Repetition is never mere duplication but a force of excess; here it manifests in the recursive circulation of meshes, video fragments, and 3D surfaces that endlessly reproduce without resolution. In AlNajjar’s hands, repetition builds toward abundance, toward mayhem, toward a psychic overload that mirrors the saturated image-economy of 2025.
Video game engines, with their banalized depictions of violence and their indifference to cultural specificity, loom large as a visual and conceptual language. Al Najjar offers blueprints of cities and avatars of people reduced to playfields, where geopolitical scars are fictionalized into battle maps and rendered as scenery.
Within this frame, Gulf history becomes a mesh of contradictory desires: the drive to codify heritage into monumental form colliding with the unruly excess of digital invention. What emerges is an imagined archive of futures—some absurd, some unsettling—where memory, fantasy, and spectacle converge.
Al Najjar stages this as a psychoscape of abundance: 3D-printed bioplastics glitched with industrial handwork, sculptural forms echoing rust-maps and distorted terrains, video loops replaying like malfunctioning cameos. These works refuse stable meaning. They oscillate between virtual precision and physical disarray, reminding us that every virtual object is a mesh, every repetition an opening onto another fiction.
The exhibition seeks only fracture—where the mesh stretches to its limit, and mayhem becomes the only honest form of truthfulness.

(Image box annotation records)
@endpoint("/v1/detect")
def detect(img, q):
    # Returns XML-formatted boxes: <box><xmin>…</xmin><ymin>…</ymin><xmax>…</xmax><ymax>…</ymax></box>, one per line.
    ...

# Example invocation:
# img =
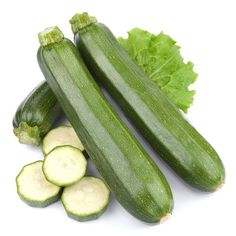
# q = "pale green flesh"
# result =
<box><xmin>43</xmin><ymin>146</ymin><xmax>87</xmax><ymax>186</ymax></box>
<box><xmin>62</xmin><ymin>176</ymin><xmax>110</xmax><ymax>221</ymax></box>
<box><xmin>16</xmin><ymin>161</ymin><xmax>61</xmax><ymax>207</ymax></box>
<box><xmin>42</xmin><ymin>126</ymin><xmax>84</xmax><ymax>155</ymax></box>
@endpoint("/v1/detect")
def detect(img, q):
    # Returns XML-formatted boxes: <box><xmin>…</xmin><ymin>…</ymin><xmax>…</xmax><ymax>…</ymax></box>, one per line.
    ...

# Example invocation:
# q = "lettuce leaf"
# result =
<box><xmin>118</xmin><ymin>28</ymin><xmax>197</xmax><ymax>113</ymax></box>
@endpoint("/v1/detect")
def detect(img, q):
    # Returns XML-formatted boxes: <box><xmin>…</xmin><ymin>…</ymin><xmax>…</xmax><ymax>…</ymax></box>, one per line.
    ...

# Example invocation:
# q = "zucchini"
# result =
<box><xmin>38</xmin><ymin>27</ymin><xmax>173</xmax><ymax>223</ymax></box>
<box><xmin>13</xmin><ymin>81</ymin><xmax>61</xmax><ymax>146</ymax></box>
<box><xmin>70</xmin><ymin>13</ymin><xmax>225</xmax><ymax>191</ymax></box>
<box><xmin>61</xmin><ymin>176</ymin><xmax>110</xmax><ymax>221</ymax></box>
<box><xmin>42</xmin><ymin>125</ymin><xmax>84</xmax><ymax>155</ymax></box>
<box><xmin>43</xmin><ymin>146</ymin><xmax>87</xmax><ymax>187</ymax></box>
<box><xmin>16</xmin><ymin>161</ymin><xmax>61</xmax><ymax>207</ymax></box>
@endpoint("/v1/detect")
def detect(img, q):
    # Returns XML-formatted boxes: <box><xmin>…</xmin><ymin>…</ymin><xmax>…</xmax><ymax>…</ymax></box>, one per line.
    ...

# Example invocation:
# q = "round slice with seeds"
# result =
<box><xmin>42</xmin><ymin>126</ymin><xmax>84</xmax><ymax>155</ymax></box>
<box><xmin>62</xmin><ymin>176</ymin><xmax>110</xmax><ymax>221</ymax></box>
<box><xmin>16</xmin><ymin>161</ymin><xmax>61</xmax><ymax>207</ymax></box>
<box><xmin>43</xmin><ymin>146</ymin><xmax>87</xmax><ymax>186</ymax></box>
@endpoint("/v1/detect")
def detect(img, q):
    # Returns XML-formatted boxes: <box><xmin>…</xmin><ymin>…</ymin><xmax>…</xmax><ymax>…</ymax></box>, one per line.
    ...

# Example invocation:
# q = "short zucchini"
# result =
<box><xmin>70</xmin><ymin>13</ymin><xmax>225</xmax><ymax>191</ymax></box>
<box><xmin>43</xmin><ymin>146</ymin><xmax>87</xmax><ymax>187</ymax></box>
<box><xmin>13</xmin><ymin>81</ymin><xmax>62</xmax><ymax>146</ymax></box>
<box><xmin>42</xmin><ymin>125</ymin><xmax>84</xmax><ymax>155</ymax></box>
<box><xmin>38</xmin><ymin>27</ymin><xmax>173</xmax><ymax>223</ymax></box>
<box><xmin>16</xmin><ymin>161</ymin><xmax>61</xmax><ymax>207</ymax></box>
<box><xmin>61</xmin><ymin>176</ymin><xmax>110</xmax><ymax>221</ymax></box>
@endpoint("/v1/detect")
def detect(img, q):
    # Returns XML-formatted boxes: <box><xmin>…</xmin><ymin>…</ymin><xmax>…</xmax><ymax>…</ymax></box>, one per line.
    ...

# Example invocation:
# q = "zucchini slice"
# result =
<box><xmin>61</xmin><ymin>176</ymin><xmax>110</xmax><ymax>221</ymax></box>
<box><xmin>43</xmin><ymin>146</ymin><xmax>87</xmax><ymax>186</ymax></box>
<box><xmin>16</xmin><ymin>161</ymin><xmax>61</xmax><ymax>207</ymax></box>
<box><xmin>13</xmin><ymin>81</ymin><xmax>62</xmax><ymax>146</ymax></box>
<box><xmin>42</xmin><ymin>126</ymin><xmax>84</xmax><ymax>155</ymax></box>
<box><xmin>38</xmin><ymin>27</ymin><xmax>173</xmax><ymax>223</ymax></box>
<box><xmin>70</xmin><ymin>13</ymin><xmax>225</xmax><ymax>191</ymax></box>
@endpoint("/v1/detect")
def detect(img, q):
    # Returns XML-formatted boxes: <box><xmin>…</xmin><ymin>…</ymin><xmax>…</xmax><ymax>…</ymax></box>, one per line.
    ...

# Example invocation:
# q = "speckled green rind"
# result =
<box><xmin>61</xmin><ymin>176</ymin><xmax>110</xmax><ymax>222</ymax></box>
<box><xmin>63</xmin><ymin>204</ymin><xmax>107</xmax><ymax>222</ymax></box>
<box><xmin>16</xmin><ymin>161</ymin><xmax>63</xmax><ymax>208</ymax></box>
<box><xmin>13</xmin><ymin>121</ymin><xmax>41</xmax><ymax>146</ymax></box>
<box><xmin>73</xmin><ymin>12</ymin><xmax>225</xmax><ymax>192</ymax></box>
<box><xmin>38</xmin><ymin>27</ymin><xmax>173</xmax><ymax>223</ymax></box>
<box><xmin>13</xmin><ymin>81</ymin><xmax>62</xmax><ymax>146</ymax></box>
<box><xmin>42</xmin><ymin>145</ymin><xmax>87</xmax><ymax>187</ymax></box>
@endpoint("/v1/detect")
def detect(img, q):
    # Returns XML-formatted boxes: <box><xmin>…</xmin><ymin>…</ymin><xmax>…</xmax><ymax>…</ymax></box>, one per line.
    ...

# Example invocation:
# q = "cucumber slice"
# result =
<box><xmin>62</xmin><ymin>176</ymin><xmax>110</xmax><ymax>221</ymax></box>
<box><xmin>16</xmin><ymin>161</ymin><xmax>61</xmax><ymax>207</ymax></box>
<box><xmin>42</xmin><ymin>126</ymin><xmax>84</xmax><ymax>155</ymax></box>
<box><xmin>43</xmin><ymin>146</ymin><xmax>87</xmax><ymax>186</ymax></box>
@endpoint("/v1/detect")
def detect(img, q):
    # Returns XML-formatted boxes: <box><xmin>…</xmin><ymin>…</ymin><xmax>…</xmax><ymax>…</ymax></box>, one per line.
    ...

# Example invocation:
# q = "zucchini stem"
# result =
<box><xmin>38</xmin><ymin>26</ymin><xmax>64</xmax><ymax>46</ymax></box>
<box><xmin>70</xmin><ymin>12</ymin><xmax>97</xmax><ymax>35</ymax></box>
<box><xmin>13</xmin><ymin>121</ymin><xmax>41</xmax><ymax>146</ymax></box>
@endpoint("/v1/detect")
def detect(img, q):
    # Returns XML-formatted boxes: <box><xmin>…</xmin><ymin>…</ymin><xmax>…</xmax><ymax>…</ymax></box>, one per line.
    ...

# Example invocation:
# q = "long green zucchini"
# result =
<box><xmin>38</xmin><ymin>27</ymin><xmax>173</xmax><ymax>223</ymax></box>
<box><xmin>13</xmin><ymin>81</ymin><xmax>62</xmax><ymax>146</ymax></box>
<box><xmin>70</xmin><ymin>13</ymin><xmax>225</xmax><ymax>191</ymax></box>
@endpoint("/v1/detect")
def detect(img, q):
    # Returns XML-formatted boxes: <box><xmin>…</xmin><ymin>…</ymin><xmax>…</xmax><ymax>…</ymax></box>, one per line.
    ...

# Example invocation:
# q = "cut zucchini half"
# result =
<box><xmin>42</xmin><ymin>125</ymin><xmax>84</xmax><ymax>155</ymax></box>
<box><xmin>62</xmin><ymin>176</ymin><xmax>110</xmax><ymax>221</ymax></box>
<box><xmin>43</xmin><ymin>146</ymin><xmax>87</xmax><ymax>186</ymax></box>
<box><xmin>16</xmin><ymin>161</ymin><xmax>61</xmax><ymax>207</ymax></box>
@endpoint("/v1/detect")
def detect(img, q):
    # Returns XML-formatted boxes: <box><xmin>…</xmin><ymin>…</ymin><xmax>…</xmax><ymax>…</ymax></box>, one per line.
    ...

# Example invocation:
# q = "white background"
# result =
<box><xmin>0</xmin><ymin>0</ymin><xmax>236</xmax><ymax>236</ymax></box>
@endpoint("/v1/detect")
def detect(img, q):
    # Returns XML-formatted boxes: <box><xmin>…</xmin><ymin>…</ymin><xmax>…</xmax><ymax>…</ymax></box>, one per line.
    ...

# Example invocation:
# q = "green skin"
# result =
<box><xmin>61</xmin><ymin>177</ymin><xmax>110</xmax><ymax>222</ymax></box>
<box><xmin>38</xmin><ymin>32</ymin><xmax>173</xmax><ymax>223</ymax></box>
<box><xmin>16</xmin><ymin>161</ymin><xmax>62</xmax><ymax>208</ymax></box>
<box><xmin>13</xmin><ymin>81</ymin><xmax>62</xmax><ymax>146</ymax></box>
<box><xmin>73</xmin><ymin>20</ymin><xmax>225</xmax><ymax>191</ymax></box>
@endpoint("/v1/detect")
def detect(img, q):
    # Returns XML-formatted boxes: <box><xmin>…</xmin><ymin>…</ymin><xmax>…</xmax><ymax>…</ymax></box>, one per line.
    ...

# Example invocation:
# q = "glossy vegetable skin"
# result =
<box><xmin>70</xmin><ymin>13</ymin><xmax>225</xmax><ymax>191</ymax></box>
<box><xmin>38</xmin><ymin>25</ymin><xmax>173</xmax><ymax>223</ymax></box>
<box><xmin>13</xmin><ymin>81</ymin><xmax>62</xmax><ymax>146</ymax></box>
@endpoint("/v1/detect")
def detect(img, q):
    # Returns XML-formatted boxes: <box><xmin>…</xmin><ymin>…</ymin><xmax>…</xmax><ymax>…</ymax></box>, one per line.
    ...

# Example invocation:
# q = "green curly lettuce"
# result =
<box><xmin>118</xmin><ymin>28</ymin><xmax>197</xmax><ymax>113</ymax></box>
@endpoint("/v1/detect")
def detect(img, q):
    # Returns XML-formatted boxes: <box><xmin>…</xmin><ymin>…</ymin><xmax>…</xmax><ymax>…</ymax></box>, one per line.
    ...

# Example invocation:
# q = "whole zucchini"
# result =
<box><xmin>13</xmin><ymin>81</ymin><xmax>62</xmax><ymax>146</ymax></box>
<box><xmin>70</xmin><ymin>13</ymin><xmax>225</xmax><ymax>191</ymax></box>
<box><xmin>38</xmin><ymin>27</ymin><xmax>173</xmax><ymax>223</ymax></box>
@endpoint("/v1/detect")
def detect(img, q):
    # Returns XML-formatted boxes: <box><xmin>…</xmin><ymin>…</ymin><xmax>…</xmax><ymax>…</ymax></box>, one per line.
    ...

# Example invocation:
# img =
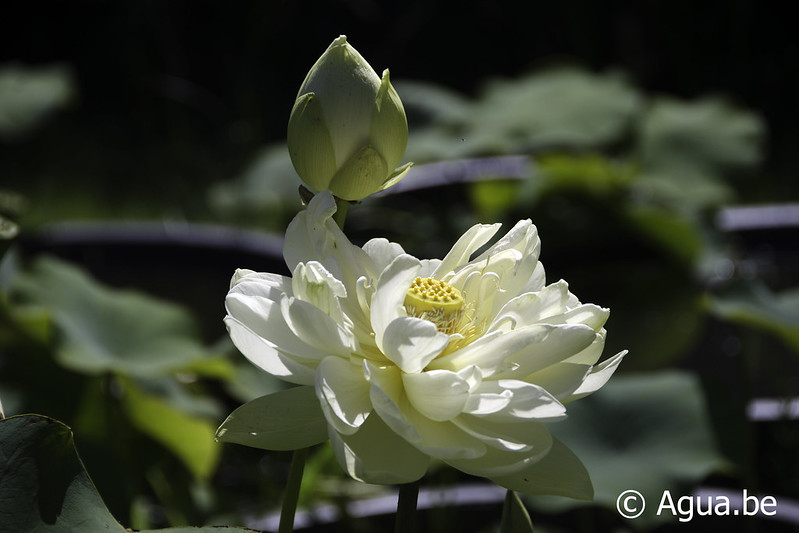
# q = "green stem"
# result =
<box><xmin>499</xmin><ymin>490</ymin><xmax>533</xmax><ymax>533</ymax></box>
<box><xmin>394</xmin><ymin>481</ymin><xmax>420</xmax><ymax>533</ymax></box>
<box><xmin>333</xmin><ymin>196</ymin><xmax>350</xmax><ymax>230</ymax></box>
<box><xmin>277</xmin><ymin>448</ymin><xmax>308</xmax><ymax>533</ymax></box>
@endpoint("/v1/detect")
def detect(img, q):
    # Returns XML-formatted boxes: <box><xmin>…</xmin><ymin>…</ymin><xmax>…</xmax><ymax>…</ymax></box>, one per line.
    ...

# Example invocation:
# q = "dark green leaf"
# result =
<box><xmin>122</xmin><ymin>380</ymin><xmax>221</xmax><ymax>479</ymax></box>
<box><xmin>0</xmin><ymin>415</ymin><xmax>125</xmax><ymax>533</ymax></box>
<box><xmin>708</xmin><ymin>282</ymin><xmax>799</xmax><ymax>352</ymax></box>
<box><xmin>0</xmin><ymin>415</ymin><xmax>262</xmax><ymax>533</ymax></box>
<box><xmin>529</xmin><ymin>372</ymin><xmax>728</xmax><ymax>524</ymax></box>
<box><xmin>216</xmin><ymin>386</ymin><xmax>327</xmax><ymax>450</ymax></box>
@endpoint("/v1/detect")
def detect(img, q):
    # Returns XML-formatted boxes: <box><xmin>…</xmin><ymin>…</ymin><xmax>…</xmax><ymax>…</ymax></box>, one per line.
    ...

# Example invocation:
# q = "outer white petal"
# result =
<box><xmin>369</xmin><ymin>255</ymin><xmax>421</xmax><ymax>349</ymax></box>
<box><xmin>291</xmin><ymin>261</ymin><xmax>347</xmax><ymax>308</ymax></box>
<box><xmin>474</xmin><ymin>219</ymin><xmax>541</xmax><ymax>262</ymax></box>
<box><xmin>563</xmin><ymin>304</ymin><xmax>610</xmax><ymax>331</ymax></box>
<box><xmin>283</xmin><ymin>191</ymin><xmax>373</xmax><ymax>291</ymax></box>
<box><xmin>431</xmin><ymin>224</ymin><xmax>501</xmax><ymax>279</ymax></box>
<box><xmin>366</xmin><ymin>363</ymin><xmax>486</xmax><ymax>459</ymax></box>
<box><xmin>402</xmin><ymin>370</ymin><xmax>469</xmax><ymax>422</ymax></box>
<box><xmin>330</xmin><ymin>416</ymin><xmax>430</xmax><ymax>485</ymax></box>
<box><xmin>228</xmin><ymin>269</ymin><xmax>293</xmax><ymax>301</ymax></box>
<box><xmin>464</xmin><ymin>379</ymin><xmax>566</xmax><ymax>424</ymax></box>
<box><xmin>565</xmin><ymin>329</ymin><xmax>607</xmax><ymax>366</ymax></box>
<box><xmin>382</xmin><ymin>317</ymin><xmax>449</xmax><ymax>374</ymax></box>
<box><xmin>315</xmin><ymin>357</ymin><xmax>372</xmax><ymax>434</ymax></box>
<box><xmin>225</xmin><ymin>287</ymin><xmax>330</xmax><ymax>360</ymax></box>
<box><xmin>565</xmin><ymin>350</ymin><xmax>627</xmax><ymax>402</ymax></box>
<box><xmin>447</xmin><ymin>422</ymin><xmax>553</xmax><ymax>478</ymax></box>
<box><xmin>524</xmin><ymin>362</ymin><xmax>591</xmax><ymax>401</ymax></box>
<box><xmin>225</xmin><ymin>316</ymin><xmax>315</xmax><ymax>385</ymax></box>
<box><xmin>489</xmin><ymin>280</ymin><xmax>569</xmax><ymax>331</ymax></box>
<box><xmin>495</xmin><ymin>324</ymin><xmax>597</xmax><ymax>379</ymax></box>
<box><xmin>429</xmin><ymin>324</ymin><xmax>596</xmax><ymax>379</ymax></box>
<box><xmin>363</xmin><ymin>238</ymin><xmax>405</xmax><ymax>278</ymax></box>
<box><xmin>230</xmin><ymin>268</ymin><xmax>291</xmax><ymax>292</ymax></box>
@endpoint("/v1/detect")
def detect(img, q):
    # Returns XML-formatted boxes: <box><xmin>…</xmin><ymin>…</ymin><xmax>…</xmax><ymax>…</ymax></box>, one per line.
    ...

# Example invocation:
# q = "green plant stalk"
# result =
<box><xmin>394</xmin><ymin>481</ymin><xmax>420</xmax><ymax>533</ymax></box>
<box><xmin>277</xmin><ymin>448</ymin><xmax>309</xmax><ymax>533</ymax></box>
<box><xmin>333</xmin><ymin>196</ymin><xmax>350</xmax><ymax>231</ymax></box>
<box><xmin>277</xmin><ymin>188</ymin><xmax>352</xmax><ymax>533</ymax></box>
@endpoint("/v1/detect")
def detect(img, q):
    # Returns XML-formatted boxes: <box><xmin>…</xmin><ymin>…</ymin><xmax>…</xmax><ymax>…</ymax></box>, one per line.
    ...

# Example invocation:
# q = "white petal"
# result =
<box><xmin>491</xmin><ymin>438</ymin><xmax>594</xmax><ymax>500</ymax></box>
<box><xmin>280</xmin><ymin>296</ymin><xmax>354</xmax><ymax>357</ymax></box>
<box><xmin>366</xmin><ymin>362</ymin><xmax>486</xmax><ymax>459</ymax></box>
<box><xmin>474</xmin><ymin>219</ymin><xmax>541</xmax><ymax>262</ymax></box>
<box><xmin>330</xmin><ymin>416</ymin><xmax>430</xmax><ymax>485</ymax></box>
<box><xmin>228</xmin><ymin>269</ymin><xmax>292</xmax><ymax>300</ymax></box>
<box><xmin>225</xmin><ymin>316</ymin><xmax>315</xmax><ymax>385</ymax></box>
<box><xmin>489</xmin><ymin>280</ymin><xmax>569</xmax><ymax>331</ymax></box>
<box><xmin>464</xmin><ymin>379</ymin><xmax>566</xmax><ymax>424</ymax></box>
<box><xmin>382</xmin><ymin>317</ymin><xmax>449</xmax><ymax>374</ymax></box>
<box><xmin>230</xmin><ymin>268</ymin><xmax>291</xmax><ymax>294</ymax></box>
<box><xmin>291</xmin><ymin>261</ymin><xmax>347</xmax><ymax>325</ymax></box>
<box><xmin>369</xmin><ymin>255</ymin><xmax>421</xmax><ymax>349</ymax></box>
<box><xmin>316</xmin><ymin>357</ymin><xmax>372</xmax><ymax>434</ymax></box>
<box><xmin>495</xmin><ymin>324</ymin><xmax>597</xmax><ymax>379</ymax></box>
<box><xmin>402</xmin><ymin>370</ymin><xmax>469</xmax><ymax>422</ymax></box>
<box><xmin>225</xmin><ymin>287</ymin><xmax>330</xmax><ymax>359</ymax></box>
<box><xmin>566</xmin><ymin>350</ymin><xmax>627</xmax><ymax>402</ymax></box>
<box><xmin>283</xmin><ymin>191</ymin><xmax>371</xmax><ymax>289</ymax></box>
<box><xmin>524</xmin><ymin>362</ymin><xmax>591</xmax><ymax>401</ymax></box>
<box><xmin>429</xmin><ymin>325</ymin><xmax>556</xmax><ymax>378</ymax></box>
<box><xmin>564</xmin><ymin>329</ymin><xmax>607</xmax><ymax>366</ymax></box>
<box><xmin>430</xmin><ymin>224</ymin><xmax>501</xmax><ymax>279</ymax></box>
<box><xmin>447</xmin><ymin>422</ymin><xmax>553</xmax><ymax>478</ymax></box>
<box><xmin>363</xmin><ymin>238</ymin><xmax>405</xmax><ymax>277</ymax></box>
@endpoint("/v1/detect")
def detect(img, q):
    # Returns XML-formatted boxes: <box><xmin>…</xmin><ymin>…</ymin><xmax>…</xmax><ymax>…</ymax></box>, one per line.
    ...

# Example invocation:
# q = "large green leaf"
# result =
<box><xmin>466</xmin><ymin>68</ymin><xmax>641</xmax><ymax>153</ymax></box>
<box><xmin>122</xmin><ymin>380</ymin><xmax>221</xmax><ymax>479</ymax></box>
<box><xmin>499</xmin><ymin>490</ymin><xmax>533</xmax><ymax>533</ymax></box>
<box><xmin>0</xmin><ymin>415</ymin><xmax>262</xmax><ymax>533</ymax></box>
<box><xmin>216</xmin><ymin>386</ymin><xmax>327</xmax><ymax>450</ymax></box>
<box><xmin>708</xmin><ymin>282</ymin><xmax>799</xmax><ymax>352</ymax></box>
<box><xmin>492</xmin><ymin>438</ymin><xmax>594</xmax><ymax>500</ymax></box>
<box><xmin>12</xmin><ymin>258</ymin><xmax>219</xmax><ymax>377</ymax></box>
<box><xmin>0</xmin><ymin>65</ymin><xmax>74</xmax><ymax>138</ymax></box>
<box><xmin>530</xmin><ymin>371</ymin><xmax>727</xmax><ymax>524</ymax></box>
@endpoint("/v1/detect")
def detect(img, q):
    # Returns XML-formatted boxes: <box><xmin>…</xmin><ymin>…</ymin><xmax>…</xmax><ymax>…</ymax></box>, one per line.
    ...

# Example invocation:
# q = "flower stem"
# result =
<box><xmin>499</xmin><ymin>490</ymin><xmax>533</xmax><ymax>533</ymax></box>
<box><xmin>394</xmin><ymin>481</ymin><xmax>420</xmax><ymax>533</ymax></box>
<box><xmin>277</xmin><ymin>448</ymin><xmax>308</xmax><ymax>533</ymax></box>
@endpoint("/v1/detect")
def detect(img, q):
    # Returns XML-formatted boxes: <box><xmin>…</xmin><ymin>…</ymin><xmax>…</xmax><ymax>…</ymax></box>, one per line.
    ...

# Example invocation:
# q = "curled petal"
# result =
<box><xmin>370</xmin><ymin>255</ymin><xmax>421</xmax><ymax>349</ymax></box>
<box><xmin>329</xmin><ymin>416</ymin><xmax>430</xmax><ymax>485</ymax></box>
<box><xmin>316</xmin><ymin>357</ymin><xmax>372</xmax><ymax>435</ymax></box>
<box><xmin>280</xmin><ymin>297</ymin><xmax>354</xmax><ymax>356</ymax></box>
<box><xmin>383</xmin><ymin>317</ymin><xmax>449</xmax><ymax>374</ymax></box>
<box><xmin>225</xmin><ymin>291</ymin><xmax>329</xmax><ymax>360</ymax></box>
<box><xmin>566</xmin><ymin>350</ymin><xmax>627</xmax><ymax>402</ymax></box>
<box><xmin>225</xmin><ymin>316</ymin><xmax>315</xmax><ymax>385</ymax></box>
<box><xmin>447</xmin><ymin>420</ymin><xmax>553</xmax><ymax>479</ymax></box>
<box><xmin>366</xmin><ymin>363</ymin><xmax>486</xmax><ymax>460</ymax></box>
<box><xmin>402</xmin><ymin>370</ymin><xmax>469</xmax><ymax>422</ymax></box>
<box><xmin>432</xmin><ymin>224</ymin><xmax>501</xmax><ymax>279</ymax></box>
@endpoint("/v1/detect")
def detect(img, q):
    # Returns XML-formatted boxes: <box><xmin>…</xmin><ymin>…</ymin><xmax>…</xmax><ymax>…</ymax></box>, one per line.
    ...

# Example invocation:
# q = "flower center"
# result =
<box><xmin>405</xmin><ymin>278</ymin><xmax>464</xmax><ymax>335</ymax></box>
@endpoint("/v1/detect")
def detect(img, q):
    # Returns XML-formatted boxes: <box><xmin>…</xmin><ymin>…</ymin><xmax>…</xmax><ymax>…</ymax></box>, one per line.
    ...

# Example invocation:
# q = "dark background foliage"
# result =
<box><xmin>0</xmin><ymin>0</ymin><xmax>799</xmax><ymax>218</ymax></box>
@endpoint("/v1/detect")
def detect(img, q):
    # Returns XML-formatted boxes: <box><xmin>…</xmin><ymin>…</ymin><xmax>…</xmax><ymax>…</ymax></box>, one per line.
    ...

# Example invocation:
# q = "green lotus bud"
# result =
<box><xmin>288</xmin><ymin>35</ymin><xmax>412</xmax><ymax>200</ymax></box>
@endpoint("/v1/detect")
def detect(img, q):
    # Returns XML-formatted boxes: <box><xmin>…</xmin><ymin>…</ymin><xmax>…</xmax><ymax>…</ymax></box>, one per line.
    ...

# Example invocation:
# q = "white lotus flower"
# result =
<box><xmin>225</xmin><ymin>192</ymin><xmax>626</xmax><ymax>490</ymax></box>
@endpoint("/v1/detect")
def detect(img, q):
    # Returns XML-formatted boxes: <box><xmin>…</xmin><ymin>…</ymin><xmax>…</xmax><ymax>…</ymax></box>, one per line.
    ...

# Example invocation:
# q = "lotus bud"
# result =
<box><xmin>288</xmin><ymin>35</ymin><xmax>412</xmax><ymax>201</ymax></box>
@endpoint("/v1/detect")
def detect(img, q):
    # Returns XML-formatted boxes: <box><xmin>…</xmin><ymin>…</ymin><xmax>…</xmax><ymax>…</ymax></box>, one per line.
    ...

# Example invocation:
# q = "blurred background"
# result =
<box><xmin>0</xmin><ymin>0</ymin><xmax>799</xmax><ymax>531</ymax></box>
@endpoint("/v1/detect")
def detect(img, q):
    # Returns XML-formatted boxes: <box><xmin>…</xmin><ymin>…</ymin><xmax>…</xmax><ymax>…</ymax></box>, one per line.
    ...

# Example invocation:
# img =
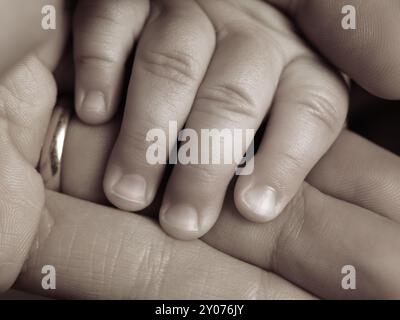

Requirement 1: According to the exhibition text, why do video game engines loom large as a visual and conceptual language? Answer in one to three sentences.
Requirement 2: Return the part of the exhibition text that opens with the words containing "Al Najjar stages" and closes with "onto another fiction.".
Rely solely on the exhibition text for your answers.

Exercise response 1: Video game engines loom large because of their banalized depictions of violence and their indifference to cultural specificity.

Exercise response 2:
Al Najjar stages this as a psychoscape of abundance: 3D-printed bioplastics glitched with industrial handwork, sculptural forms echoing rust-maps and distorted terrains, video loops replaying like malfunctioning cameos. These works refuse stable meaning. They oscillate between virtual precision and physical disarray, reminding us that every virtual object is a mesh, every repetition an opening onto another fiction.